- Work instructions:
Apart from the pictures, write out all the records exactly.

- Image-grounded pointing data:
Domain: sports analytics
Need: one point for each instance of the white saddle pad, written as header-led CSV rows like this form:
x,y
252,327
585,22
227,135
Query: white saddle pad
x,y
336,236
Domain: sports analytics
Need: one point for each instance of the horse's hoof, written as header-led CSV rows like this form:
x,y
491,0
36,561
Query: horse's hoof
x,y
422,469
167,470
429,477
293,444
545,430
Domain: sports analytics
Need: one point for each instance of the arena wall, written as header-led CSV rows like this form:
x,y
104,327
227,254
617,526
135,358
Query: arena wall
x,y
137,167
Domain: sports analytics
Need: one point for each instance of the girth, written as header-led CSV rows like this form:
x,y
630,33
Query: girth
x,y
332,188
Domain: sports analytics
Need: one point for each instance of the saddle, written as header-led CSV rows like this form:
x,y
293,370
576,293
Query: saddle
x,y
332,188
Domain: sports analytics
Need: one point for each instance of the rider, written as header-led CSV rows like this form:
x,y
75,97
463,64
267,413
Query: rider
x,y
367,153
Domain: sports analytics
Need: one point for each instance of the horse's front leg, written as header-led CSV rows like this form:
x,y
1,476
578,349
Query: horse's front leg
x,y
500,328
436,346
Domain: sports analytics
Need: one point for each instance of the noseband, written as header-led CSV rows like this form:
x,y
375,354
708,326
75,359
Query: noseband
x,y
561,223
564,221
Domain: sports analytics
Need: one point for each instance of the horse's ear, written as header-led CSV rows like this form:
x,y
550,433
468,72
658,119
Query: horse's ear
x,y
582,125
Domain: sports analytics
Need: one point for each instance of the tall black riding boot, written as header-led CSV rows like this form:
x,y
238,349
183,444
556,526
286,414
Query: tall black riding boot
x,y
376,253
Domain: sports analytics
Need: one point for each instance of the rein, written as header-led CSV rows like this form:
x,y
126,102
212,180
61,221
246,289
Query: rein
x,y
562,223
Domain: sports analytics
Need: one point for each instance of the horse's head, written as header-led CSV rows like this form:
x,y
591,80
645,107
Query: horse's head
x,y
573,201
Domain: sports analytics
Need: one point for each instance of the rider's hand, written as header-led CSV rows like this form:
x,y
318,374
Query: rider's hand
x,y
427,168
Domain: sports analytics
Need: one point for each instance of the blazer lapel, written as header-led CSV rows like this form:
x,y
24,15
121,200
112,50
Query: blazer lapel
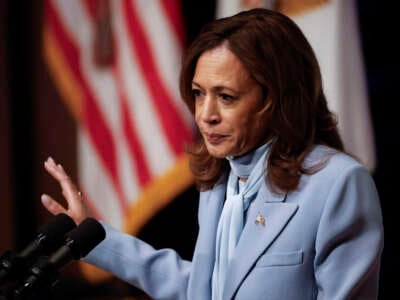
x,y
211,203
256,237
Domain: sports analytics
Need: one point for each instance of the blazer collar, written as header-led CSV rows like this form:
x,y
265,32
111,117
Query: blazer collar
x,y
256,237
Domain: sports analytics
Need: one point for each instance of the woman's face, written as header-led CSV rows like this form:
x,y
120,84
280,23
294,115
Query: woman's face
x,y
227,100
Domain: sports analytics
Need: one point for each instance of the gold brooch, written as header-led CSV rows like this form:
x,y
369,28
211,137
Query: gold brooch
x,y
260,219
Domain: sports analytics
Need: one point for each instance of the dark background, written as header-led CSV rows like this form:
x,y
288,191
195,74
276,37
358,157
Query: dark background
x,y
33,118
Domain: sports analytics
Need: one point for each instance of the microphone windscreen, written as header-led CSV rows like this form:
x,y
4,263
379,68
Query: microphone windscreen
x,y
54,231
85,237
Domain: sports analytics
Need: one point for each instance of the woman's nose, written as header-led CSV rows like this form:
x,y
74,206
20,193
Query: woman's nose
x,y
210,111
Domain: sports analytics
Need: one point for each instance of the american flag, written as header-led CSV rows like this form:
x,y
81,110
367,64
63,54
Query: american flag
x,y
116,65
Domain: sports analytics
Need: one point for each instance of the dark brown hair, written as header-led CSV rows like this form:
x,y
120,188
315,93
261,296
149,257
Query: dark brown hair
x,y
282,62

- Task response:
Domain: sports analytics
Need: one point for each instance of the white saddle pad, written as header-led CSV rows like this form:
x,y
252,327
585,22
227,135
Query: white saddle pad
x,y
336,236
Domain: sports analytics
Need: one point for each instance of the horse's hoof, written as header-led CSV rows like this form:
x,y
491,0
36,561
Query: horse's hoof
x,y
422,469
167,470
429,477
293,444
545,430
Domain: sports analytics
Need: one point for each instance of the arena wall, written as header-led CSV rows like this form:
x,y
104,327
227,254
617,526
135,358
Query: arena wall
x,y
137,167
Domain: sports analytics
Need: one point for each instance of the girth, written as header-led CSV rows like this form:
x,y
630,33
Query: girth
x,y
332,188
Domain: sports analytics
Need: one point for each instance of the saddle, written as header-led CSV rows like this form:
x,y
293,370
576,293
Query: saddle
x,y
332,188
Domain: sports analytics
Need: one point for each instance of the rider, written as header-led CSV rows like this form:
x,y
75,97
463,64
267,413
Query: rider
x,y
367,153
Domain: sports analytics
Need: one point for each instance of the horse's front leg, written as header-led CSV rows like this form:
x,y
1,476
578,349
Query: horse's front leg
x,y
500,328
436,346
Domain: sports analytics
Need: one point for each instance of the noseband, written as header-led CSV rows like this form:
x,y
375,354
708,326
75,359
Query: noseband
x,y
561,223
564,221
Domain: sports analytics
Need: one point for each instance of the horse's ear, written as header-led CSV rows like this form:
x,y
550,433
468,72
658,119
Query: horse's ear
x,y
582,125
Domain: sports analytics
Need: one point for each instance of the tall black riding boot, written as header-led CSV rows like this form:
x,y
238,349
183,444
556,526
286,414
Query: tall black riding boot
x,y
376,253
Domain: sports analytics
Need: one point for each instance of the rein, written as header-led CSV rows like this form:
x,y
126,102
212,180
61,221
246,289
Query: rein
x,y
562,223
Domain: sports analytics
Need: one point for each instance of the horse's head, written as header-led CSV rows like this form:
x,y
591,80
645,107
Query: horse's head
x,y
573,201
Domain: sports analytics
Need: one point for each instance of the rider's hand, written as header-led CSV rows like this form:
x,y
318,374
Query: rider's hand
x,y
427,168
Domain: sports analytics
Need: one point for each instance of the blazer lapel, written as header-led CSV rows like this form:
x,y
24,15
121,200
112,50
Query: blazer lapel
x,y
211,203
256,237
Domain: sports analytics
Need: one point for each instance of the blazer collar, written as header-led CSV rows like this form:
x,y
265,32
111,117
Query: blazer collar
x,y
256,237
Domain: sports analytics
Need: one point for each instance of the woman's face, written as header-led CSV rows like this form:
x,y
120,84
280,23
294,115
Query: woman's face
x,y
227,100
Domain: sports analytics
Need: one point for each instance of the gold brooch, written as header-led CSV rows like this form:
x,y
369,28
211,137
Query: gold brooch
x,y
260,219
Domain: sports analytics
Need: one point for each instance of the dark background, written as header-led CSV rows like this form:
x,y
288,191
195,74
276,37
358,157
Query: dark background
x,y
33,118
Domain: sports analytics
Need: one point for each instance of the microphone windscreen, written as header-led CSV rows like this form:
x,y
4,263
379,68
Query: microphone windscreen
x,y
54,231
85,237
Domain: sports analytics
Need: one point for each instance of the woman's nose, written as header-led CSV rows like this form:
x,y
74,206
20,193
Query: woman's nose
x,y
210,111
Domain: sports analytics
Need: one point for each instance of the american flag, written as header-led CSV rows like this form:
x,y
81,110
367,64
63,54
Query: american flag
x,y
116,65
Domain: sports analytics
Need: one point for each instance of the dark brown hair, written as header-led CSV rows like this form:
x,y
120,188
315,93
261,296
149,257
Query: dark brown hair
x,y
282,62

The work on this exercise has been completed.